- _What the task asks_:
Search the records for lines that contain the word "lamp". Copy them all.

Records from a data source:
......

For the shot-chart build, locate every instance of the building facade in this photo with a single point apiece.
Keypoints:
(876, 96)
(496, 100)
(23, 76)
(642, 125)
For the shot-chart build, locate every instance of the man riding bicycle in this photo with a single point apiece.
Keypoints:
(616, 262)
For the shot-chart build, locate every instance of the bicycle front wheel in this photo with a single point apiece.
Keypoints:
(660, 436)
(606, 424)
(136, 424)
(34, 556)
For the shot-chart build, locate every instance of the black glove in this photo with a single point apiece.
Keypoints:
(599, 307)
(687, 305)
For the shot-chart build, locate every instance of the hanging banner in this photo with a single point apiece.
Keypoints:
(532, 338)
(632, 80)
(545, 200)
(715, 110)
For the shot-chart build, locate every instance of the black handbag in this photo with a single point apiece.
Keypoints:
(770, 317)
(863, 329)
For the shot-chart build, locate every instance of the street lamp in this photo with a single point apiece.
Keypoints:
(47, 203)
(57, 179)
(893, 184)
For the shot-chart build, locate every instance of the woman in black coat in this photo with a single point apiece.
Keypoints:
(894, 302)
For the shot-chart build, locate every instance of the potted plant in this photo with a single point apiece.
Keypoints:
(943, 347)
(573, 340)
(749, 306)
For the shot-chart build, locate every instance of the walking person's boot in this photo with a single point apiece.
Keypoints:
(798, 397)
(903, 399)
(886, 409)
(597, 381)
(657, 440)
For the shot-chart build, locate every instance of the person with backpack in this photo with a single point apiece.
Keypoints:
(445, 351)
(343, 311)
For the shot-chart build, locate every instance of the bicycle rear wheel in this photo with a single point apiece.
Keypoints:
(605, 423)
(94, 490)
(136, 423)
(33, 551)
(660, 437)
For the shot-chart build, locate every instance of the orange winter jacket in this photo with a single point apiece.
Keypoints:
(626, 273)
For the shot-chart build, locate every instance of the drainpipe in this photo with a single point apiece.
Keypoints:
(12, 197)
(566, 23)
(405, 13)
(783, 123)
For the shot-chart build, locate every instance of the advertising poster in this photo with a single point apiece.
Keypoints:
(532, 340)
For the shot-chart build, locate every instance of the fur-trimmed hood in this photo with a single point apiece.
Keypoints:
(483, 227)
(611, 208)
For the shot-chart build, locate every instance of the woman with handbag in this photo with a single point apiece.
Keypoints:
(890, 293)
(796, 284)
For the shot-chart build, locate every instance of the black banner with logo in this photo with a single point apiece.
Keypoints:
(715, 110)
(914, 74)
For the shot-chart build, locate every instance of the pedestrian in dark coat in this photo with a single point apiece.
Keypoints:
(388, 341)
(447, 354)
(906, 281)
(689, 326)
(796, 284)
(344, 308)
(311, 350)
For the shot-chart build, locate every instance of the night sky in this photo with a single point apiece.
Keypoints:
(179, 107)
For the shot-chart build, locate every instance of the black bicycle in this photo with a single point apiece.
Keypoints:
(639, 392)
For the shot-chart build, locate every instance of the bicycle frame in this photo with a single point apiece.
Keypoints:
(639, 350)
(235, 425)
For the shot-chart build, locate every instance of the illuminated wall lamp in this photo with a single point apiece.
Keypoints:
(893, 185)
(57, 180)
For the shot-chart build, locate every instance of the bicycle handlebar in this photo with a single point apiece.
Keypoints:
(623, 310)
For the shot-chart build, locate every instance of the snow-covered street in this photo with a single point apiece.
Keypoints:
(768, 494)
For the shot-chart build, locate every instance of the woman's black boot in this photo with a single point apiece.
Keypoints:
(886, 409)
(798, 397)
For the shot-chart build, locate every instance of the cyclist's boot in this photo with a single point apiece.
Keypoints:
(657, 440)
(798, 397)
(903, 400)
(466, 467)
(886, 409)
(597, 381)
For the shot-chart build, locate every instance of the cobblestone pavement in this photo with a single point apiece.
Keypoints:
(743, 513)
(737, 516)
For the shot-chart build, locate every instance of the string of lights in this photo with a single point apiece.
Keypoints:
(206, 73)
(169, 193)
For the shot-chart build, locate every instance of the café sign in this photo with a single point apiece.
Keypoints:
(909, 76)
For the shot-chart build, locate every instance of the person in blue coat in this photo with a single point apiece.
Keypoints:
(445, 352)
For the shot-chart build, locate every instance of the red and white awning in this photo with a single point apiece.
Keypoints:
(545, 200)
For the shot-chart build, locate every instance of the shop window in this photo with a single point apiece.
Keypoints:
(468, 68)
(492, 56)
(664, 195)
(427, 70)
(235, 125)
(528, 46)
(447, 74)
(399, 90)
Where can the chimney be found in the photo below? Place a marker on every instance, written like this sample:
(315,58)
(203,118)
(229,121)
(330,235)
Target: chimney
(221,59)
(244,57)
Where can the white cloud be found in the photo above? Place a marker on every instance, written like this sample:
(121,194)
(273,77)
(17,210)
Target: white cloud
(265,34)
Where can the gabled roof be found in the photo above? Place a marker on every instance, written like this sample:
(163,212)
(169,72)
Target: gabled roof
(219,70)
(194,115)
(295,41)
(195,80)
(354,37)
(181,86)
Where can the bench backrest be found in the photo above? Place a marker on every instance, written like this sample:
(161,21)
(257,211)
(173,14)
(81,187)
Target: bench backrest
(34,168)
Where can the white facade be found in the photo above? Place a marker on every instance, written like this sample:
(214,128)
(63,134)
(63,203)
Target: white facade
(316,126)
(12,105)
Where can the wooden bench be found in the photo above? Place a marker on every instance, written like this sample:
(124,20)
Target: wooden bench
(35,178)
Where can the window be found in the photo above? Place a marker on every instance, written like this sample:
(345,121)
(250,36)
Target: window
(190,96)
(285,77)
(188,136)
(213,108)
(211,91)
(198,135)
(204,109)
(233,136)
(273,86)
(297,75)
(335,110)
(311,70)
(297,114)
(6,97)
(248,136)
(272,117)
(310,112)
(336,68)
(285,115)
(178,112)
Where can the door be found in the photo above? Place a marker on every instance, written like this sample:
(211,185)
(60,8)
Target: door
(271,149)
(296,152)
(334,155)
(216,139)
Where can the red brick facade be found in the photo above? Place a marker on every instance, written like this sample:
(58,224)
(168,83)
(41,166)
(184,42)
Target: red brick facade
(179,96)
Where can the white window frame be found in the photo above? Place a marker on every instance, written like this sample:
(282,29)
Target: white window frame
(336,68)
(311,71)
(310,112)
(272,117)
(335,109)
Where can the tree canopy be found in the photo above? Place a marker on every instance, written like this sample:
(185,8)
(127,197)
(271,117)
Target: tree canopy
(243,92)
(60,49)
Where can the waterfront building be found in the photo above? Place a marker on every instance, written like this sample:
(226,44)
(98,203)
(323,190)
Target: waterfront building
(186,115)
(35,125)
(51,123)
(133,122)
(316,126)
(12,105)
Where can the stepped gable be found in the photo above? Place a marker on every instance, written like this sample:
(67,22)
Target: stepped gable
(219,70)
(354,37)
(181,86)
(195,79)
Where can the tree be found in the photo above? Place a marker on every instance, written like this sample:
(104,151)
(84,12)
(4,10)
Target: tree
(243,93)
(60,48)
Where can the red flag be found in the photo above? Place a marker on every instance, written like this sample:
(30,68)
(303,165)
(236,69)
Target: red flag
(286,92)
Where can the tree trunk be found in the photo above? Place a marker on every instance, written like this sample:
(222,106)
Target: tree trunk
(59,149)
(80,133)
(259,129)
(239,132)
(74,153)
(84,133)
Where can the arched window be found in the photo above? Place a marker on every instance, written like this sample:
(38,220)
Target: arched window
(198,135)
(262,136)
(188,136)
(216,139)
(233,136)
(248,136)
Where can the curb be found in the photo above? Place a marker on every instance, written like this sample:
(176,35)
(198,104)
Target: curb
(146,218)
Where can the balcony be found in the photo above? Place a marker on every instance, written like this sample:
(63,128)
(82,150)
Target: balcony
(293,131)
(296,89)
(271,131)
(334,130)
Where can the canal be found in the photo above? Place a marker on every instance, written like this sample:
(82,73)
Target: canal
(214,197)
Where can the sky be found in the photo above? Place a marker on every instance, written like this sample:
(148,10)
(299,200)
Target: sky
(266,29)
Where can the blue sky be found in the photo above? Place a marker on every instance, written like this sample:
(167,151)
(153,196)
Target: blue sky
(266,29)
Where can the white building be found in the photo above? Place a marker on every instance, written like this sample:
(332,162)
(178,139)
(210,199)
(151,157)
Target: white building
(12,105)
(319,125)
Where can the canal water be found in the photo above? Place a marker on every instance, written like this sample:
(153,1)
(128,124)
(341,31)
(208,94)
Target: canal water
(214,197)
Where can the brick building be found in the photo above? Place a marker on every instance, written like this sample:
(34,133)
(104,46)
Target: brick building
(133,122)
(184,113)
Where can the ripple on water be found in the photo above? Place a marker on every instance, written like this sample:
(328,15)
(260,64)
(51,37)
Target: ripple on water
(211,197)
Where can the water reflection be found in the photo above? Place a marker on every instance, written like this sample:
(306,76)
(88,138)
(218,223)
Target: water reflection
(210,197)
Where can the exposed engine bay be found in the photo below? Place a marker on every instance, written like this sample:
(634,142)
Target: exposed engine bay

......

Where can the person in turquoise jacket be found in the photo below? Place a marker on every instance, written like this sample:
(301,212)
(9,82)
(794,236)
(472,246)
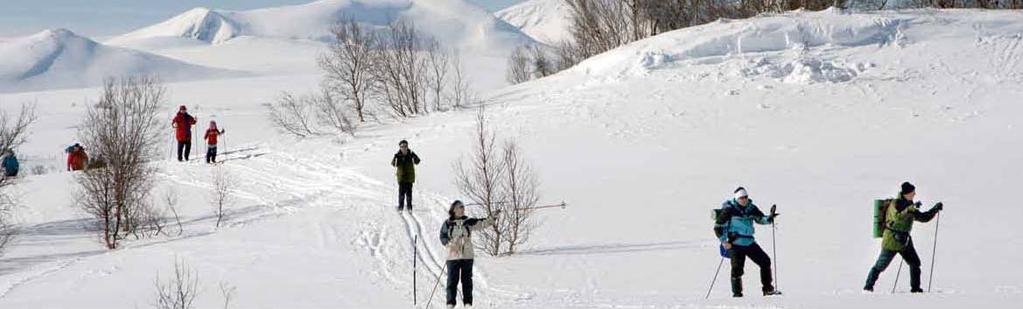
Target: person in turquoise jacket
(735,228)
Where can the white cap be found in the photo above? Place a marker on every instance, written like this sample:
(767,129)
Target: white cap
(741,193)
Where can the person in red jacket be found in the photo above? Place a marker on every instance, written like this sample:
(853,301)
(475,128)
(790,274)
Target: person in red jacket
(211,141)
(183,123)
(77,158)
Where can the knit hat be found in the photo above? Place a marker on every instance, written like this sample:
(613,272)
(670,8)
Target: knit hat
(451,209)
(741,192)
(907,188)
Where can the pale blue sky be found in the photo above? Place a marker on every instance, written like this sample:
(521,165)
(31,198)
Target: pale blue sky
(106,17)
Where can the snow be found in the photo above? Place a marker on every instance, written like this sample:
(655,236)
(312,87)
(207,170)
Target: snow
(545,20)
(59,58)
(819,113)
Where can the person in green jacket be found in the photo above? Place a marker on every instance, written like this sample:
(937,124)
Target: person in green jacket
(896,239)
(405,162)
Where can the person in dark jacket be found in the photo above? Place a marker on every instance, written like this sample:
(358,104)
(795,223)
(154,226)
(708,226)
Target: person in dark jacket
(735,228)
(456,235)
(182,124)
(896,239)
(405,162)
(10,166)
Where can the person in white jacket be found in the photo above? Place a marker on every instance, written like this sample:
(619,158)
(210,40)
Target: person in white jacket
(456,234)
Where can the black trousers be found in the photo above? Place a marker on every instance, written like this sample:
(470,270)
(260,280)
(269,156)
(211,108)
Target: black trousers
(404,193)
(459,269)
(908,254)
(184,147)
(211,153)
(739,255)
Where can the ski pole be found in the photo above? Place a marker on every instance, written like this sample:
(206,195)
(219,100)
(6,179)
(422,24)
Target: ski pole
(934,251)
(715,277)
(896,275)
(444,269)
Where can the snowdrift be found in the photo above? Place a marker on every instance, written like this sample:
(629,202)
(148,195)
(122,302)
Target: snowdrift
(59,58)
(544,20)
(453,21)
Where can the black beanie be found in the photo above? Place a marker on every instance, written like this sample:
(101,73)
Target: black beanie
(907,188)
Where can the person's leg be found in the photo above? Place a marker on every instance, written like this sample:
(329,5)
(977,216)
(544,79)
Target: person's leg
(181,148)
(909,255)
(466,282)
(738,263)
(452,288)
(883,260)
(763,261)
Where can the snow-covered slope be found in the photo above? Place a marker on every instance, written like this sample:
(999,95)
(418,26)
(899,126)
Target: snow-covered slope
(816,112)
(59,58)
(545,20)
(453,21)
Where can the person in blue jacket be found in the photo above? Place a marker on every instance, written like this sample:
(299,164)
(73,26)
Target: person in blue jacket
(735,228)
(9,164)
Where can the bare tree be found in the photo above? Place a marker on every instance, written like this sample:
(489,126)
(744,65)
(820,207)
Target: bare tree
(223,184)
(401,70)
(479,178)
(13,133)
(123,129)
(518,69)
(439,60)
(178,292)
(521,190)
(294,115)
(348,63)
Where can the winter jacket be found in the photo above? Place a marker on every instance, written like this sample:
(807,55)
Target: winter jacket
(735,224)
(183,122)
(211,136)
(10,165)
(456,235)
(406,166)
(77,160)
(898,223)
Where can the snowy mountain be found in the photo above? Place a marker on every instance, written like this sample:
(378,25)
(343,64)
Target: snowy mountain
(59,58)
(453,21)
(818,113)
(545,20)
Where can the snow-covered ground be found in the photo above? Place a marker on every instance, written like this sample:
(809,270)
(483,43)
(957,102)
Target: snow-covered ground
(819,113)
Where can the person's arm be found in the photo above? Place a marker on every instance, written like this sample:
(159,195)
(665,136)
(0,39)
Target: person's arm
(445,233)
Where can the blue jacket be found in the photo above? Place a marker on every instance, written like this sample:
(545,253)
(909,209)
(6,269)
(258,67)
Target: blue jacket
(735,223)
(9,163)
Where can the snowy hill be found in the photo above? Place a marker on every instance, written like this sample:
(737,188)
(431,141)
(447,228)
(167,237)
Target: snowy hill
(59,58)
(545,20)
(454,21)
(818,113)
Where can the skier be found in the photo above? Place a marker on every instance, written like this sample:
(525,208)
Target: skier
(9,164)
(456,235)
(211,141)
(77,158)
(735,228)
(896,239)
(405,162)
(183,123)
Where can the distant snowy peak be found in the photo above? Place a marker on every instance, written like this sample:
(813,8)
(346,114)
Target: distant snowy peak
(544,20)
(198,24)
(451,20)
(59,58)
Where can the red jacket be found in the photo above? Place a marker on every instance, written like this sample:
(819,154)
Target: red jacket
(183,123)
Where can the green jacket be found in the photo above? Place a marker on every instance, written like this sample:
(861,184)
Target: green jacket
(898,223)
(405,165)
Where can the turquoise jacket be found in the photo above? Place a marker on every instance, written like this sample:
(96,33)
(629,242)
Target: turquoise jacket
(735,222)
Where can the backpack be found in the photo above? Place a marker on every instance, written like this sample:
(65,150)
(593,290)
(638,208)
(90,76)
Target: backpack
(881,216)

......

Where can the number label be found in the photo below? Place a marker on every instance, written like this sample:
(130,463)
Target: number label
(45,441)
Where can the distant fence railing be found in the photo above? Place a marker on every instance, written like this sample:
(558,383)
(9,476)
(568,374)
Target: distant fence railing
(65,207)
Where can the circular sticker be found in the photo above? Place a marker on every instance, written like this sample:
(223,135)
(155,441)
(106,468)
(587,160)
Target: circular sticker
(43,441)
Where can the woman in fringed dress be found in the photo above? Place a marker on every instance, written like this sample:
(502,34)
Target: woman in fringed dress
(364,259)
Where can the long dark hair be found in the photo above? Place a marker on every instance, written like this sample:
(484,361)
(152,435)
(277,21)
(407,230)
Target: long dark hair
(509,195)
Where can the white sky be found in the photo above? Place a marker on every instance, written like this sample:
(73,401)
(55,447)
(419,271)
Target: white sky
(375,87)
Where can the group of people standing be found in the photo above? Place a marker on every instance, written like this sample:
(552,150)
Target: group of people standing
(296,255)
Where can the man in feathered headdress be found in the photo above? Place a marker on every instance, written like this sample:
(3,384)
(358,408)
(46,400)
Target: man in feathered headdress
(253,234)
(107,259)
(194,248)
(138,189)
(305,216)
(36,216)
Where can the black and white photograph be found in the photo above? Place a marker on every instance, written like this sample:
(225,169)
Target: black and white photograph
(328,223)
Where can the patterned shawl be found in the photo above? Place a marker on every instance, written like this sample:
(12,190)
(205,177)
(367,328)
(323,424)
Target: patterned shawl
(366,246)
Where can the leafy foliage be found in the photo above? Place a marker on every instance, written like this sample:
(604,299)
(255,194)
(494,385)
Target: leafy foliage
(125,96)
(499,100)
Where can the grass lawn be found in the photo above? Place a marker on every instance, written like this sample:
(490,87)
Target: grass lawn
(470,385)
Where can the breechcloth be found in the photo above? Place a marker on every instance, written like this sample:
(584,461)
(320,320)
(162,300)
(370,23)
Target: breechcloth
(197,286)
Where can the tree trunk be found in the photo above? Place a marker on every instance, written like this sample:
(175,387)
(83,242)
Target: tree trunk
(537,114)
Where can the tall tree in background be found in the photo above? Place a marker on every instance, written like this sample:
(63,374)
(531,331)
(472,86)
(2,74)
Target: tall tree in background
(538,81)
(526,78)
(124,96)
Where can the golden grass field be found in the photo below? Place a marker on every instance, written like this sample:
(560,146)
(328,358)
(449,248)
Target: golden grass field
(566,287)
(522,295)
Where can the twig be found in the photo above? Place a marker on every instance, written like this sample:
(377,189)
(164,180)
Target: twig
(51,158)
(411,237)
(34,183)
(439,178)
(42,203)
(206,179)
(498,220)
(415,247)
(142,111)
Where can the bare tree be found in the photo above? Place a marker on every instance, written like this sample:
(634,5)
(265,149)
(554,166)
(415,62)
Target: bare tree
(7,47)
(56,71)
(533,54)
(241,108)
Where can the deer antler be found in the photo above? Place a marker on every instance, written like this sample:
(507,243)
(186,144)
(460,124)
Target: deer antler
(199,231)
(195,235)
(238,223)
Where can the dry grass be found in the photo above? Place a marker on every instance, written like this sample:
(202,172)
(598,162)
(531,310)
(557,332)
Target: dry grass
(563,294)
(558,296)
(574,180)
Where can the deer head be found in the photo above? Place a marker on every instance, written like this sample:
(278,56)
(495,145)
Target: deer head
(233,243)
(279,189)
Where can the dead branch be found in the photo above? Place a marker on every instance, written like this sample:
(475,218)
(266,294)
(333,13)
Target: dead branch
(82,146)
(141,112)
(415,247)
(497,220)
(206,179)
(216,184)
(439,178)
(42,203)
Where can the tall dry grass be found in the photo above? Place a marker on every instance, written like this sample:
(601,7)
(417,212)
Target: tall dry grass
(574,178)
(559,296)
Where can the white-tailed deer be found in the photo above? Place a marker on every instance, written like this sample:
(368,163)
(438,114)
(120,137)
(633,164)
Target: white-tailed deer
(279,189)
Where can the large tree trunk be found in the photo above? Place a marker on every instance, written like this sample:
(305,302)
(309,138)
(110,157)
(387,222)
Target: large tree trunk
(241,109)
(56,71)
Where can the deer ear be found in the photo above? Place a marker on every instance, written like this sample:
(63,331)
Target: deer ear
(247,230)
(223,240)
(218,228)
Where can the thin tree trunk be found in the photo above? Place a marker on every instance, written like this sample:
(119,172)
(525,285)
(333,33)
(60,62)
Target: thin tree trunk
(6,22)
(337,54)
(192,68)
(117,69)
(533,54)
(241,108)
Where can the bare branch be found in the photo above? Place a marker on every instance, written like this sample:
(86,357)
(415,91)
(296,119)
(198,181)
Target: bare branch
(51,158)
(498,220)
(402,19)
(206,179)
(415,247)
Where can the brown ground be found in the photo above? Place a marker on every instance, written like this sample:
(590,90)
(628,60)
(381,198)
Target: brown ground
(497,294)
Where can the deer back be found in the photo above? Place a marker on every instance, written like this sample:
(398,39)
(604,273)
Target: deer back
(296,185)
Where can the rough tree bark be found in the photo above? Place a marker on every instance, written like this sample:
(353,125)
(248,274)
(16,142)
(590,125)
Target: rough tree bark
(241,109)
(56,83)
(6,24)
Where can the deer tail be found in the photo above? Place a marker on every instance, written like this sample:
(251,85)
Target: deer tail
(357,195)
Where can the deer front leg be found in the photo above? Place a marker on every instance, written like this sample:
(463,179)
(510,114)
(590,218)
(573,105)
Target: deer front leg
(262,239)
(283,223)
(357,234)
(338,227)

......

- _Response to this exercise_:
For the shot-chart build, locate every instance of the street lamp in this photo with a single point apiece.
For the shot-chart build, locate every instance of the illuminated wall lamp in this photo with a single point apiece.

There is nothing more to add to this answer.